======== EXERCISE TEXT

While there are important differences between each of the groups in terms of sequence motifs, some similarities emerge (Fig 3). They are especially obvious between groups 1a, 1b and 2, where we can observe a well conserved tyrosine in the α1-α2 loop (Fig 3 and S3D Text) and most importantly, another conserved tyrosine in the β6-β7 loop (Fig 3 and S3D Text). This tyrosine is essential for function and is strictly conserved in all members of groups 1 and 2 [49–51, 54, 78] with the exception of the catalytically inactive fungal Sacchormycetaceae NAA50 where this tyrosine is lost [53]. The tyrosine in the α1-α2 loop is conserved in all NATs of Group 1a, Group 1b and Group 2 [49, 50, 79] except for NAA20 where it can be replaced by phenylalanine [51]. Group 3 and group 4 motifs clearly differ from those of Group 1 (Fig 3). Compared to the other groups, strands β4 and β5 stand out in groups 3 and 4 where they play a major role in substrate binding and catalysis. Interestingly their sequence motifs and key residue positions differ between the two groups [55, 56].

================

__ACTIONS TO TAKE__.
1. According to the passage on NAT sequence motifs, which NAT can have a phenylalanine in place of the α1-α2 loop tyrosine?
2. Please carry on the passage on NAT sequence motifs from its last sentence.
The material that comes next has nothing to do with this exercise.

======== DATASET CONTENT

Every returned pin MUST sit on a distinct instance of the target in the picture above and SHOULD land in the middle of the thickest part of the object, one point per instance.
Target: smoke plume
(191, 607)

================

__NUMBERED ANSWERS__.
1. NAA20

2.
We compared structures of acetyltransferases to one another using the DALI server [80]. DALI computes and compares intramolecular distance from each structure, and no sequence information is used. Our dataset consists of structures of 38 catalytic subunits of acetyltransferases, all belonging to our SSN. The resulting dendrogram (Fig 4) illustrates the degree of similarity between all structures in the dataset. It shows a classification that overlaps with that of the SSN. In addition, it highlights that Group 1a and Group 2 are more similar to one another than to the other NATs, and to the rest of the entire superfamily. Structure of NAA30, around which we built Group 1b, has not been solved, but based on the sequence similarity it is safe to assume that it would be found in the same part of the dendrogram as Group 1a and Group 2. NAA40 (Group 3) is the NAT closest to NAA80 (Group 4), to the histone acetyltransferase GCN5, to the dopamine N-acetyltransferase and to the arylalkylamine N-acetyltransferase. The proximity of NAA40 and NAA80 is only observed in the structure-based classification and was not observed in the sequence similarity network, although NAA40 and NAA80 are closer to one another than to other known NATs in the SSN. NAA80 is also close to the histone acetyltransferase GCN5. Groups 1a, 2, 3 and 4 of NATs are more similar to one another than to the rest of the superfamily when structures are compared, but this is not the case when sequences are compared. In-between these 4 groups one finds non-NAT acetyltransferases, namely the histone acetyltransferase GCN5 (cluster 1) and serotonin acetyltransferases (cluster 122).


DALI dendrogram for structural similarity between acetyltransferases.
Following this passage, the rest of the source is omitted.